◆ **How to complete this task**
The records below should be printed once more, exactly as they appear.

___

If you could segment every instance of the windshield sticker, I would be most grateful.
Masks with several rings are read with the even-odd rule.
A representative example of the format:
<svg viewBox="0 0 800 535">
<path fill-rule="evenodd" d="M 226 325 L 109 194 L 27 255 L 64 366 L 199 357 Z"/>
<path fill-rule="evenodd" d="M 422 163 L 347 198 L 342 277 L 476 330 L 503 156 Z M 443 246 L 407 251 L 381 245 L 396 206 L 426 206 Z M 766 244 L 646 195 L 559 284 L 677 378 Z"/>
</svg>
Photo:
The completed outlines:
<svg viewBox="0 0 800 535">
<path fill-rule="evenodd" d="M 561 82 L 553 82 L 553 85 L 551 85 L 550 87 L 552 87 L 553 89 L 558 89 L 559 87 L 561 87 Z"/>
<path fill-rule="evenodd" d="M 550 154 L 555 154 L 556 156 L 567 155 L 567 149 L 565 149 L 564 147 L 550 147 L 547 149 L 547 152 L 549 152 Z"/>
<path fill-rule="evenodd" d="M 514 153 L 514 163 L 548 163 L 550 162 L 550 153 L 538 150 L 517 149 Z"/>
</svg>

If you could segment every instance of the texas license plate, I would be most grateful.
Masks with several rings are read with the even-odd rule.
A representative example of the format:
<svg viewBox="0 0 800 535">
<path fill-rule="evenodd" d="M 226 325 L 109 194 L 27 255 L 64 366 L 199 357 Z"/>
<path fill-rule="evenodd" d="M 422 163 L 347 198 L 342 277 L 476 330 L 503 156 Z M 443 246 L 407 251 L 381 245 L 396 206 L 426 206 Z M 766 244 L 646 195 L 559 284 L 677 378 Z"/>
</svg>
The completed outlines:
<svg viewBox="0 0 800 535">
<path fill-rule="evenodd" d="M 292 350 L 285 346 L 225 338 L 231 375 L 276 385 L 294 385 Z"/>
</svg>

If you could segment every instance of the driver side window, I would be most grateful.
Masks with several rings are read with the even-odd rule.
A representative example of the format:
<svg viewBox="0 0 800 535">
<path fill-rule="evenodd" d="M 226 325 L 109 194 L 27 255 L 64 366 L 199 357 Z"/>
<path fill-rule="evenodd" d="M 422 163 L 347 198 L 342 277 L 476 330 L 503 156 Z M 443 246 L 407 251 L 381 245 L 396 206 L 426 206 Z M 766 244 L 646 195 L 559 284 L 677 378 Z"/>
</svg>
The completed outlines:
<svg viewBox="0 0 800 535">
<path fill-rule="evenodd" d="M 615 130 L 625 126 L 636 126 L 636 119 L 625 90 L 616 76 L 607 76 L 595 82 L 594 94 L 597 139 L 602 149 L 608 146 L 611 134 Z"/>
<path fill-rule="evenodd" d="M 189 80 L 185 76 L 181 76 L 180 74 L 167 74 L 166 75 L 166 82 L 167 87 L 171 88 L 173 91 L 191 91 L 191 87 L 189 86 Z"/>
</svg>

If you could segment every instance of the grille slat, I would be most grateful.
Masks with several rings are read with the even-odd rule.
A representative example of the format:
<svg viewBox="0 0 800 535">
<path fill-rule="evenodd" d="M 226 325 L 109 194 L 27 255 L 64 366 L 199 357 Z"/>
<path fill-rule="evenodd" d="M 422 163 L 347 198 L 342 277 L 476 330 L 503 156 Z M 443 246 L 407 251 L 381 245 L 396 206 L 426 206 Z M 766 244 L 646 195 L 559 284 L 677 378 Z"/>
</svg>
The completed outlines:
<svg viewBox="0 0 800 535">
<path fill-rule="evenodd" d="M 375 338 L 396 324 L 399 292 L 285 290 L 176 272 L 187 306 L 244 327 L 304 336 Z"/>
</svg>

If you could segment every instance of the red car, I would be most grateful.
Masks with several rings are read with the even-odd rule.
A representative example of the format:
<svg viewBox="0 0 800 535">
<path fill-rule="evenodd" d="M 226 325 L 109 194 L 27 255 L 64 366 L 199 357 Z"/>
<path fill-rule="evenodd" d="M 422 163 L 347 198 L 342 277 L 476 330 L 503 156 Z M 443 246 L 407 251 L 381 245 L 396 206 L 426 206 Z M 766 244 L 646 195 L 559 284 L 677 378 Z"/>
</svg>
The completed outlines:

___

◆ **Response to the exercise**
If you could segment every instance of the windshield sticker, I would be most grateful.
Masks with several rings are read with the even-odd rule.
A representative example of the format:
<svg viewBox="0 0 800 535">
<path fill-rule="evenodd" d="M 226 325 L 109 194 L 27 255 L 64 366 L 199 357 Z"/>
<path fill-rule="evenodd" d="M 422 163 L 347 198 L 342 277 L 476 330 L 503 156 Z M 443 246 L 407 251 L 381 245 L 396 206 L 426 206 Z M 766 244 L 646 195 L 559 284 L 677 378 Z"/>
</svg>
Photo:
The completed outlines:
<svg viewBox="0 0 800 535">
<path fill-rule="evenodd" d="M 561 82 L 553 82 L 553 85 L 551 85 L 550 87 L 552 87 L 553 89 L 558 89 L 559 87 L 561 87 Z"/>
<path fill-rule="evenodd" d="M 550 154 L 555 154 L 556 156 L 567 155 L 567 149 L 565 149 L 564 147 L 550 147 L 547 149 L 547 152 L 549 152 Z"/>
<path fill-rule="evenodd" d="M 514 153 L 514 163 L 548 163 L 550 162 L 550 153 L 538 150 L 517 149 Z"/>
</svg>

If you could segment every instance of the texas license plate, I would be most grateful.
Masks with several rings are read with the even-odd rule.
A representative example of the format:
<svg viewBox="0 0 800 535">
<path fill-rule="evenodd" d="M 226 325 L 109 194 L 27 255 L 64 366 L 199 357 Z"/>
<path fill-rule="evenodd" d="M 422 163 L 347 198 L 342 277 L 476 330 L 503 156 Z M 443 246 L 407 251 L 381 245 L 396 206 L 426 206 Z M 766 244 L 646 195 L 559 284 L 677 378 Z"/>
</svg>
The completed outlines:
<svg viewBox="0 0 800 535">
<path fill-rule="evenodd" d="M 292 350 L 285 346 L 225 338 L 231 375 L 276 385 L 294 385 Z"/>
</svg>

If you could segment every instance of the driver side window, I would be most grateful.
Masks with several rings are read with the even-odd rule.
A representative example of the format:
<svg viewBox="0 0 800 535">
<path fill-rule="evenodd" d="M 226 325 L 109 194 L 27 255 L 64 366 L 199 357 Z"/>
<path fill-rule="evenodd" d="M 422 163 L 347 198 L 342 277 L 476 330 L 503 156 Z M 443 246 L 407 251 L 381 245 L 396 206 L 426 206 Z M 766 244 L 646 195 L 559 284 L 677 378 Z"/>
</svg>
The completed outlines:
<svg viewBox="0 0 800 535">
<path fill-rule="evenodd" d="M 615 130 L 625 126 L 636 126 L 636 119 L 625 90 L 616 76 L 607 76 L 595 82 L 594 94 L 597 139 L 602 149 L 608 146 L 611 134 Z"/>
<path fill-rule="evenodd" d="M 189 80 L 185 76 L 181 76 L 180 74 L 167 74 L 166 75 L 166 82 L 167 87 L 171 88 L 173 91 L 191 91 L 191 87 L 189 86 Z"/>
</svg>

If you could segment every instance of the grille slat, I would be most grateful.
Masks with several rings are read with the even-odd rule.
A representative example of the format:
<svg viewBox="0 0 800 535">
<path fill-rule="evenodd" d="M 226 325 L 109 194 L 27 255 L 64 366 L 199 357 Z"/>
<path fill-rule="evenodd" d="M 422 163 L 347 198 L 342 277 L 476 330 L 503 156 Z M 443 246 L 407 251 L 381 245 L 396 206 L 426 206 Z M 766 244 L 646 195 L 559 284 L 677 378 Z"/>
</svg>
The completed outlines:
<svg viewBox="0 0 800 535">
<path fill-rule="evenodd" d="M 375 338 L 396 324 L 399 292 L 285 290 L 176 272 L 187 306 L 244 327 L 304 336 Z"/>
</svg>

If you could segment every instance of the red car, I would be most grateful.
Masks with several rings are read with the even-odd rule.
A representative example of the format:
<svg viewBox="0 0 800 535">
<path fill-rule="evenodd" d="M 226 325 L 109 194 L 27 255 L 64 366 L 199 357 Z"/>
<path fill-rule="evenodd" d="M 422 163 L 347 198 L 342 277 L 476 330 L 503 156 Z M 443 246 L 407 251 L 381 245 L 396 206 L 426 206 Z M 766 244 L 646 195 L 559 284 L 677 378 Z"/>
</svg>
The completed outlines:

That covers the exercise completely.